### [Given information]
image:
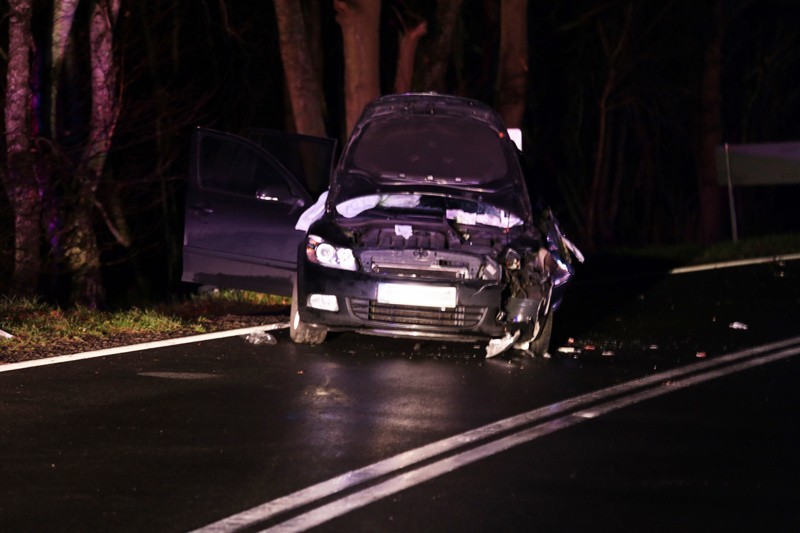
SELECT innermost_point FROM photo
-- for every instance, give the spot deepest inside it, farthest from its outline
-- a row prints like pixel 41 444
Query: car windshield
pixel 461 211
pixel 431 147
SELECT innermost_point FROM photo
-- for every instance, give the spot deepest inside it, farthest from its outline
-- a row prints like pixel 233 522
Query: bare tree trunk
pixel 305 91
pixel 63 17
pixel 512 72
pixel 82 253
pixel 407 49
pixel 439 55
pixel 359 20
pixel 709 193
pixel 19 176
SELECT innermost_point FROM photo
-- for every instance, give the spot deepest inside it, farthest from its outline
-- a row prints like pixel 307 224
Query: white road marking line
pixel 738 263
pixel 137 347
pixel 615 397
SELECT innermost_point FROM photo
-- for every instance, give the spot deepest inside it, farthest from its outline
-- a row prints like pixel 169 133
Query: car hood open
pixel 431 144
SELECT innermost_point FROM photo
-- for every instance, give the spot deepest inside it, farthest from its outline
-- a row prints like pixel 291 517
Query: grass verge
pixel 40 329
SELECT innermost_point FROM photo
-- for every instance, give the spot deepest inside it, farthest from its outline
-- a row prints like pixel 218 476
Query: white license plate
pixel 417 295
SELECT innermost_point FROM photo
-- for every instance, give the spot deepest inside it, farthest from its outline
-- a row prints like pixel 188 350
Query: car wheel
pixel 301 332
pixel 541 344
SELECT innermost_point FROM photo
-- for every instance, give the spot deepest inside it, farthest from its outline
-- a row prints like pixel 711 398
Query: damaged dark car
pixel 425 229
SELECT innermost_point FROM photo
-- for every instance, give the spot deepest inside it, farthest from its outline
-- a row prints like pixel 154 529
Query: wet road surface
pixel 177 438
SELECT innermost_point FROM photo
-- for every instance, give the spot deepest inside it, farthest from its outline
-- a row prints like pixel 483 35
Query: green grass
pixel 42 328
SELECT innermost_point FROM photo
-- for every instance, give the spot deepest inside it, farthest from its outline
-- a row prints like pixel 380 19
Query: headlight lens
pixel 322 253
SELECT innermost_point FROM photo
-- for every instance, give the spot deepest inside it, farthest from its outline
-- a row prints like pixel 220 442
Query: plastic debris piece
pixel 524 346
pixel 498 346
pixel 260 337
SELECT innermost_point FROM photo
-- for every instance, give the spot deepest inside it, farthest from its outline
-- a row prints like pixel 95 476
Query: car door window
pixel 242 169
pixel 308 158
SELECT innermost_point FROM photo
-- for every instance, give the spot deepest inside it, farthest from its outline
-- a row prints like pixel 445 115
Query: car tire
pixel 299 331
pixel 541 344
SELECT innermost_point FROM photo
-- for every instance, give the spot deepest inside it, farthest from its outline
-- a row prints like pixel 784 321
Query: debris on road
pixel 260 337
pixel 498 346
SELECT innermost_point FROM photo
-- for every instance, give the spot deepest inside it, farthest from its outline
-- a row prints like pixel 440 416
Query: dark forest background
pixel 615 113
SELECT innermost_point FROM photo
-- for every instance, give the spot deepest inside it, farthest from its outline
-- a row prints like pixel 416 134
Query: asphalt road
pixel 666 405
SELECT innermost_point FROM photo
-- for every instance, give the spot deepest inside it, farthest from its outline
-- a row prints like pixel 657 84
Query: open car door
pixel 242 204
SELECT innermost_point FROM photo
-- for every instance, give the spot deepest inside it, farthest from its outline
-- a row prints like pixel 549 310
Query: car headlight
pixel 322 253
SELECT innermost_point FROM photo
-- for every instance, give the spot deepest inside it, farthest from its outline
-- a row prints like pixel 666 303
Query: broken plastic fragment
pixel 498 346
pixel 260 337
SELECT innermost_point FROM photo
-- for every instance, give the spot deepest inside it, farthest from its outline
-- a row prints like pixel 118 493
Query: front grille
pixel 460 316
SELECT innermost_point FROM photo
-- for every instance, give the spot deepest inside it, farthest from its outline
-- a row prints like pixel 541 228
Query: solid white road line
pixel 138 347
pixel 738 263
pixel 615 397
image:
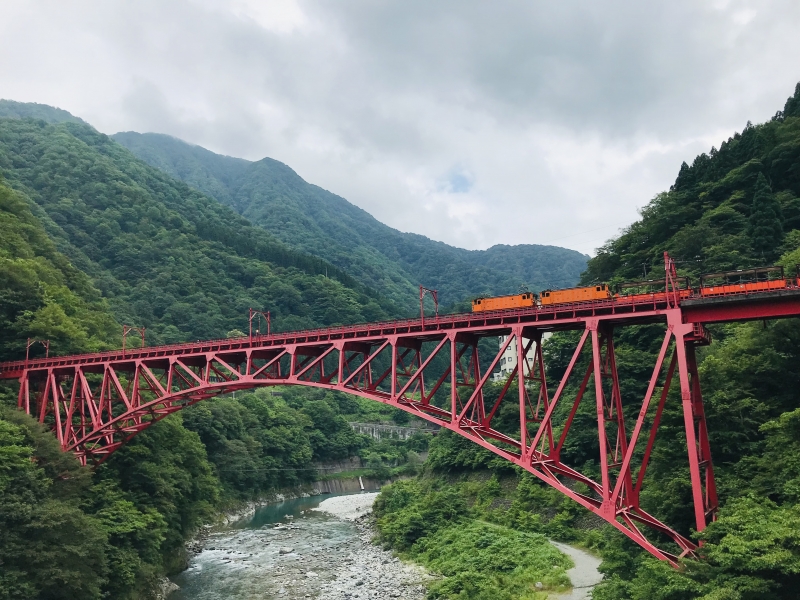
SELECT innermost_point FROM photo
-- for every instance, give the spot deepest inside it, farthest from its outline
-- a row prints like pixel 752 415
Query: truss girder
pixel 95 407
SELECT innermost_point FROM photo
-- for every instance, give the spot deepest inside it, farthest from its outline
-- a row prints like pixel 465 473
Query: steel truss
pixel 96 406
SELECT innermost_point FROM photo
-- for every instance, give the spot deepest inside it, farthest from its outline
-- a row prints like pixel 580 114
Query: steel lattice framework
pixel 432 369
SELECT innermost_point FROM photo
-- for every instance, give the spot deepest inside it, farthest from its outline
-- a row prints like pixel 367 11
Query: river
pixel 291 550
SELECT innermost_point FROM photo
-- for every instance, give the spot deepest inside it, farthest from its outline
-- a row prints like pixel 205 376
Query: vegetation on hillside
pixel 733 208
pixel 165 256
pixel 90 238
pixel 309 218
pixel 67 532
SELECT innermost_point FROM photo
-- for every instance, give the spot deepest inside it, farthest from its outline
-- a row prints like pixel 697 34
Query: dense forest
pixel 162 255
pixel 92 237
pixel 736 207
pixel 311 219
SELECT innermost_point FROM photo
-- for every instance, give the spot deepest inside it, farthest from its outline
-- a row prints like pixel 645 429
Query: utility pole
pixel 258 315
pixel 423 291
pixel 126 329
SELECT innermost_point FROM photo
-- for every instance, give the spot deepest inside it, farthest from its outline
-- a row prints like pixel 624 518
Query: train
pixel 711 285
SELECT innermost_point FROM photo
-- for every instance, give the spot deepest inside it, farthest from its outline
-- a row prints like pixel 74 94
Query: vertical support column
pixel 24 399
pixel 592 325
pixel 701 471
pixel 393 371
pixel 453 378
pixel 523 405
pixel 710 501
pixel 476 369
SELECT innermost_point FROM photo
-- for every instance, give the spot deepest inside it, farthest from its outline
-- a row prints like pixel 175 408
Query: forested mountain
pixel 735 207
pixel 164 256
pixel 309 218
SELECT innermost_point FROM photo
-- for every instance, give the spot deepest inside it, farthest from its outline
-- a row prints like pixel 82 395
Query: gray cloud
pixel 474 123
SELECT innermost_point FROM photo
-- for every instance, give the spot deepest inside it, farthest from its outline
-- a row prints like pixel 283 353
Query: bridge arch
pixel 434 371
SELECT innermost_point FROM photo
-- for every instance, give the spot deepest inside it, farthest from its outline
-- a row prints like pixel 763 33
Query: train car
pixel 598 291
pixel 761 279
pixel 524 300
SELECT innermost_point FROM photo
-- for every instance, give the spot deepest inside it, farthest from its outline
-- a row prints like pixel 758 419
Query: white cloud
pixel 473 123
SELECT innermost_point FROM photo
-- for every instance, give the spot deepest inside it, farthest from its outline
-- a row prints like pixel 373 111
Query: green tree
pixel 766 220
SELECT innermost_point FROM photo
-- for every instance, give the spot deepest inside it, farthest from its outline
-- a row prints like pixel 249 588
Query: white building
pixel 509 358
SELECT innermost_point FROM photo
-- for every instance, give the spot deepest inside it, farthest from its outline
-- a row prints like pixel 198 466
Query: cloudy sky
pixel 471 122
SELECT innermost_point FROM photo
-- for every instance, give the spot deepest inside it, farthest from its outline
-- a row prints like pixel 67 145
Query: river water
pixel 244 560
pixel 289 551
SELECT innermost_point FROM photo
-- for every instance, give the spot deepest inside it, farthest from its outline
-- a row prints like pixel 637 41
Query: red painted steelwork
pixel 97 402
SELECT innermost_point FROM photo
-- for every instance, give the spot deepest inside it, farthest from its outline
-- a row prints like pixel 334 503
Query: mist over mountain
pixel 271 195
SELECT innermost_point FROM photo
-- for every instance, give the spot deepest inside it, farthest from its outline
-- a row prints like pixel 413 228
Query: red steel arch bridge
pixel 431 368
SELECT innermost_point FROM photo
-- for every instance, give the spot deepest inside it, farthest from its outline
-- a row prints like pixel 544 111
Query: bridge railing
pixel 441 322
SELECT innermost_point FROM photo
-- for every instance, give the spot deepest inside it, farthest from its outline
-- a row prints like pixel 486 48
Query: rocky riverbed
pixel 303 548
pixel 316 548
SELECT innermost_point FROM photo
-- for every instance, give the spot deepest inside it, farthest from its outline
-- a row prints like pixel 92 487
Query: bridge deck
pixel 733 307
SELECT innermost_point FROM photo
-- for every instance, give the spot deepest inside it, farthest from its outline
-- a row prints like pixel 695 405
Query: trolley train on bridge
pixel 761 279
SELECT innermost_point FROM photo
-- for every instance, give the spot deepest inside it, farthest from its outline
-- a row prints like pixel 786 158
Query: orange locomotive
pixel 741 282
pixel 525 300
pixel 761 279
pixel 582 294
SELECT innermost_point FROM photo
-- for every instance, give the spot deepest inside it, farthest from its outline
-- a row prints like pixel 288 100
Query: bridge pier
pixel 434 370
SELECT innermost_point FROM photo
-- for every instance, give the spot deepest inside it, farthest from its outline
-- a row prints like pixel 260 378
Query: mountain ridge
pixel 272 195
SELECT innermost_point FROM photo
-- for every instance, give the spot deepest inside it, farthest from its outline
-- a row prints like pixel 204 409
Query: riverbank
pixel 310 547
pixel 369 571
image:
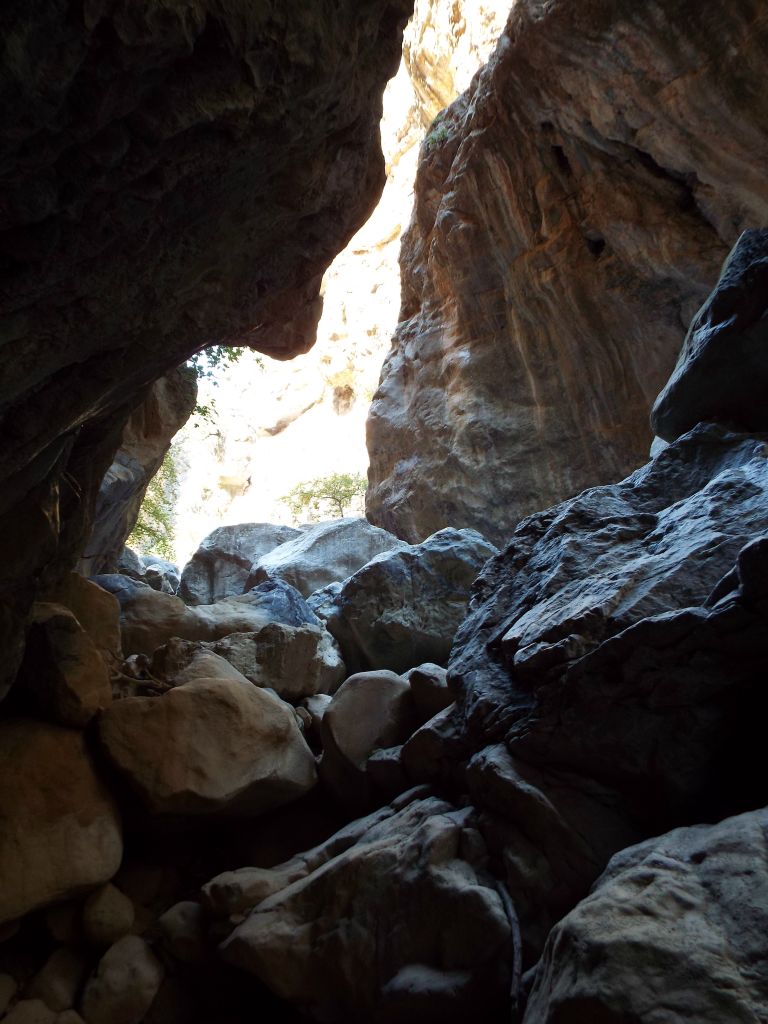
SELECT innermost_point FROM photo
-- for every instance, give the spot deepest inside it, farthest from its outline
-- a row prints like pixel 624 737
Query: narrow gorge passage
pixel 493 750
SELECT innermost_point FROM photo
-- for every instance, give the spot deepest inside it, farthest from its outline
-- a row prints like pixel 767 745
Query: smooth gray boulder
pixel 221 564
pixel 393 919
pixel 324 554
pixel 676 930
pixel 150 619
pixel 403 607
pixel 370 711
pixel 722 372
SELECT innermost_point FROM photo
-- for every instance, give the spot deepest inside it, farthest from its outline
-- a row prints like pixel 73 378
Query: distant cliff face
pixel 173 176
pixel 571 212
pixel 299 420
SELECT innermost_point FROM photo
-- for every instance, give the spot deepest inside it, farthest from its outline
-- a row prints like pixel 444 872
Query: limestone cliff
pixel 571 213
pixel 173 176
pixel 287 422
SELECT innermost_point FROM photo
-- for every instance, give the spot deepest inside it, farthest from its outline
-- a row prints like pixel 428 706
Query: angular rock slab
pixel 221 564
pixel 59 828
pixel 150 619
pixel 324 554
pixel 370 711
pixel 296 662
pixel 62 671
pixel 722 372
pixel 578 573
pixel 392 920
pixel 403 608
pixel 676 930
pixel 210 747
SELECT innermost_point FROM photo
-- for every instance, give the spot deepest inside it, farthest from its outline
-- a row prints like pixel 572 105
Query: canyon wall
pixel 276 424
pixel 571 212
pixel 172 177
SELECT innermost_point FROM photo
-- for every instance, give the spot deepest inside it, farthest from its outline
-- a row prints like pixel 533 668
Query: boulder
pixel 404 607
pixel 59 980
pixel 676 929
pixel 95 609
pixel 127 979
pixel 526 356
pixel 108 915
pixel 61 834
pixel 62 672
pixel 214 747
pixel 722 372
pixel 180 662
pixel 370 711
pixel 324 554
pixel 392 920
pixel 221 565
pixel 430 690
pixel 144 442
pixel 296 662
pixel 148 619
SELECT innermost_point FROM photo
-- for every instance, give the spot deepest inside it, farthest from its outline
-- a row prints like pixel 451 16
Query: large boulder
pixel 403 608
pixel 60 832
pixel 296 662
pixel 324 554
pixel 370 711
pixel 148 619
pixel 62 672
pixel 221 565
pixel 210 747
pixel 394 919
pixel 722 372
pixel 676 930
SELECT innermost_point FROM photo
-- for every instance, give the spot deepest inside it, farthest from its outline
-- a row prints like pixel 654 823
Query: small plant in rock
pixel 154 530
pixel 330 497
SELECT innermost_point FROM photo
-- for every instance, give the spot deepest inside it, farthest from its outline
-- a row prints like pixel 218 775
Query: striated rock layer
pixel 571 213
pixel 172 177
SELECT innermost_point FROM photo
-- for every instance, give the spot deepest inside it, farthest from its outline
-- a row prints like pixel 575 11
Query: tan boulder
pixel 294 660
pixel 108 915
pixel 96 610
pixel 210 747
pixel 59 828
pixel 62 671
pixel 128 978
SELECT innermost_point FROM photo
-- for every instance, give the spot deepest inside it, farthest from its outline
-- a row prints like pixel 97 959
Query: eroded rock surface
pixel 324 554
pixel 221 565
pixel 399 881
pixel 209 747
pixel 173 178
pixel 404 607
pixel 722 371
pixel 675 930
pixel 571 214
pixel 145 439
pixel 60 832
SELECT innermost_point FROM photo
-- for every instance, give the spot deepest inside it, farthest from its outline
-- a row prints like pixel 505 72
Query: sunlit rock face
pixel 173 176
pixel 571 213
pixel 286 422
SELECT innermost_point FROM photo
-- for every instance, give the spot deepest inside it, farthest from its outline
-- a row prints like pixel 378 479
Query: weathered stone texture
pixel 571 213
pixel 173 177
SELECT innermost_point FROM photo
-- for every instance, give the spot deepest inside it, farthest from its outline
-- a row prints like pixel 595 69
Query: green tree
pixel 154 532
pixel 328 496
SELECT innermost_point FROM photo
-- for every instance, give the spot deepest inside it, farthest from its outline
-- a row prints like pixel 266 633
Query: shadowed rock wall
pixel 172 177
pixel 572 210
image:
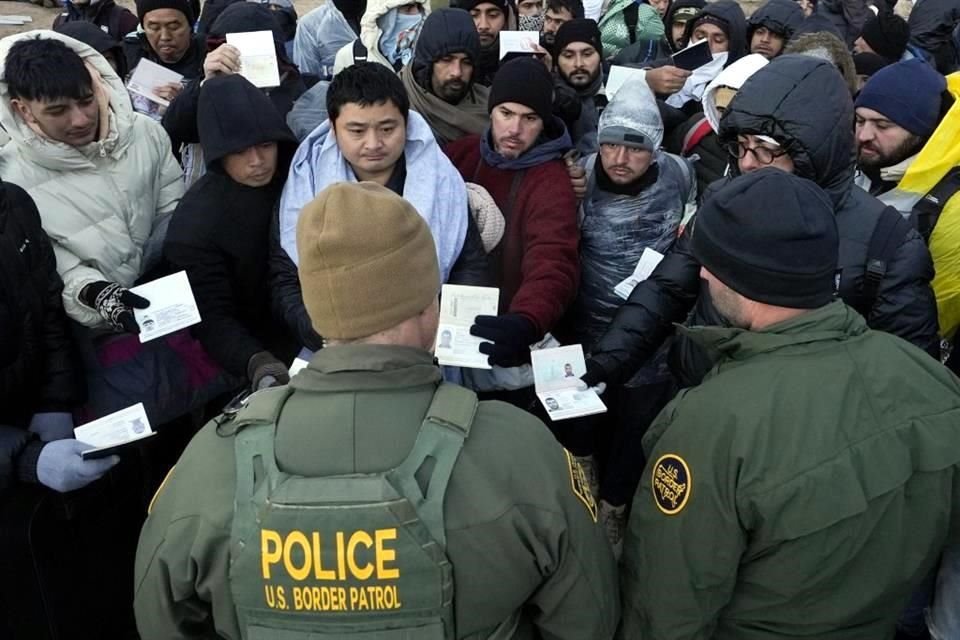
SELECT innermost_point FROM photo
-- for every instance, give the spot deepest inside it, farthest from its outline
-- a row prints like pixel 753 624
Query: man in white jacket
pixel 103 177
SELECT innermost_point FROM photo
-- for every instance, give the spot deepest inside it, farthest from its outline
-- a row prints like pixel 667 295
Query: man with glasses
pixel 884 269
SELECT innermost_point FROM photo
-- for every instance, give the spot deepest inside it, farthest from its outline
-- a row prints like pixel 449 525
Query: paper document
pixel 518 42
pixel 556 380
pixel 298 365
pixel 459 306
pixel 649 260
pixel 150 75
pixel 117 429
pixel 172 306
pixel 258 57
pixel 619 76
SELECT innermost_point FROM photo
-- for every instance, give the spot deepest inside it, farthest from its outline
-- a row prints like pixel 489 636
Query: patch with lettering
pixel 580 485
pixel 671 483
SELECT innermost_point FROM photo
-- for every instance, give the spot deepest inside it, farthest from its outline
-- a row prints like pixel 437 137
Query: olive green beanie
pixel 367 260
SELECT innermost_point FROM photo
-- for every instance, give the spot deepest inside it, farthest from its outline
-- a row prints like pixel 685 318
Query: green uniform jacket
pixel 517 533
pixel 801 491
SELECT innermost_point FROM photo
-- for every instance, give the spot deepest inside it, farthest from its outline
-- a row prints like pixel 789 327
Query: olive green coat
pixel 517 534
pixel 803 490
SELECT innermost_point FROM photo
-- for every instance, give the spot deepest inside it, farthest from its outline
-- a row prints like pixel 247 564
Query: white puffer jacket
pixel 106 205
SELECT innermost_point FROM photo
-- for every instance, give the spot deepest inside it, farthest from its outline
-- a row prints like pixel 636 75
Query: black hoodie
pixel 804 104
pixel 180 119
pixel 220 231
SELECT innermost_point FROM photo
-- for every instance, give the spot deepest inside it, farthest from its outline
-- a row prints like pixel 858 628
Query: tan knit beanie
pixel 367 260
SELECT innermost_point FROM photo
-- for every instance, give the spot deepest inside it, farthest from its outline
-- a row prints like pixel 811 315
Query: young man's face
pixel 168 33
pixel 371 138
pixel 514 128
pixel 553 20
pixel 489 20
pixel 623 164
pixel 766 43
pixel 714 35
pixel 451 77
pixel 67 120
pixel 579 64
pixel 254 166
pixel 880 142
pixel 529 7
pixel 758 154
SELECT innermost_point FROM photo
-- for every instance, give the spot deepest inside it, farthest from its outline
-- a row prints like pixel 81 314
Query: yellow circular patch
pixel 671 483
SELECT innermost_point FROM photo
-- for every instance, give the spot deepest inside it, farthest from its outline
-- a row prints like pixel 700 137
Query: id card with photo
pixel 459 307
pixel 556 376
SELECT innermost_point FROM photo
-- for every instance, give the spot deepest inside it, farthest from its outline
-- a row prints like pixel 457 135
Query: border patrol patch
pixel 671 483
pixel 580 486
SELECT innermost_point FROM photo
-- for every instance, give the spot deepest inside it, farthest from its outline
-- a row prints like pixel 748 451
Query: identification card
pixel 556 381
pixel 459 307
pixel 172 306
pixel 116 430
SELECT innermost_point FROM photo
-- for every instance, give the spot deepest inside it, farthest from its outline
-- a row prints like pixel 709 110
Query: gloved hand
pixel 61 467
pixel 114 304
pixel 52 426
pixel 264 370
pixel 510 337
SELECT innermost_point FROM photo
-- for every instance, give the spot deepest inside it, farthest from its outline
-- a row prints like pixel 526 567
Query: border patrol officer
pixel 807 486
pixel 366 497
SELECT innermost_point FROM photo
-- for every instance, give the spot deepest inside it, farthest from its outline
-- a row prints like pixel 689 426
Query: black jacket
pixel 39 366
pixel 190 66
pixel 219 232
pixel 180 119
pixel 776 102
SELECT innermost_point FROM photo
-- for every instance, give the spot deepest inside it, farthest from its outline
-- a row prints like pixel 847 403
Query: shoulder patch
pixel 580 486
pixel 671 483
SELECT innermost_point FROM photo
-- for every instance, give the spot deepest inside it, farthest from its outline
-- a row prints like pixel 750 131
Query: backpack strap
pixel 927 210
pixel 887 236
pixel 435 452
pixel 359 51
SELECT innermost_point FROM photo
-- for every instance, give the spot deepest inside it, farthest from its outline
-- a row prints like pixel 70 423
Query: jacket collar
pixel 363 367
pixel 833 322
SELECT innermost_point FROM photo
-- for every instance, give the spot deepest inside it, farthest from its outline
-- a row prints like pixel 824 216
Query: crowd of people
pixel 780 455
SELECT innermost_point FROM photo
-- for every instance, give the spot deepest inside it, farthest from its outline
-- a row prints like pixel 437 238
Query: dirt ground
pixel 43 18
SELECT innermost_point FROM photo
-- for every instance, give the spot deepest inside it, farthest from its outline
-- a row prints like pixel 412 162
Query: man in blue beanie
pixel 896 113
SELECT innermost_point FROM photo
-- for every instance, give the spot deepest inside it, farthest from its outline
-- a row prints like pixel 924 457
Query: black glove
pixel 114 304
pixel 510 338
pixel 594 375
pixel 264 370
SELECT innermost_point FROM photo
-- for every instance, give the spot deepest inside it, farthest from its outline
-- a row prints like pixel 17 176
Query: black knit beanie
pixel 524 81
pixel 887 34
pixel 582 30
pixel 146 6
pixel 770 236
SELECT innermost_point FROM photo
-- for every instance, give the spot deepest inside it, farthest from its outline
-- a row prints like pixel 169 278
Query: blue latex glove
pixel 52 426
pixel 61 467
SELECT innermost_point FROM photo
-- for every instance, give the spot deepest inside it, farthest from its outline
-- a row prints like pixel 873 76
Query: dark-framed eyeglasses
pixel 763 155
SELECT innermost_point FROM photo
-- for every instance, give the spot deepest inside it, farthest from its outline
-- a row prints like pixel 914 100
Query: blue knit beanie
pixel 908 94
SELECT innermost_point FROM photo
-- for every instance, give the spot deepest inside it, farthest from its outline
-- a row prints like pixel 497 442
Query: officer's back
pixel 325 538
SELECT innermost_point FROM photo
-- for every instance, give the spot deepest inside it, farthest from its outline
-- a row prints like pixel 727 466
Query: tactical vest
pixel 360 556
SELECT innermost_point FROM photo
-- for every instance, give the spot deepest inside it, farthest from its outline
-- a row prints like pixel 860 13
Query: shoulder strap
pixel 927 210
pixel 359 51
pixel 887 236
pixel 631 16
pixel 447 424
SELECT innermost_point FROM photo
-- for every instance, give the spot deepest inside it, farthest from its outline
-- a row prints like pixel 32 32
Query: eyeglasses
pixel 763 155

### [Directions]
If a line comes after the line with "-- a row prints like pixel 233 522", it stays out; print exactly every line from the start of the entries up to and including that line, but no pictures.

### [Written answer]
image:
SELECT innermost_point FROM photo
-- for every instance, give the spot deepest inside it, farthest from its outline
-- a row prints like pixel 41 444
Query: car windshield
pixel 461 211
pixel 431 147
SELECT innermost_point FROM photo
-- for every instance, give the spot deepest inside it, farthest from its outline
-- a row prints like pixel 233 522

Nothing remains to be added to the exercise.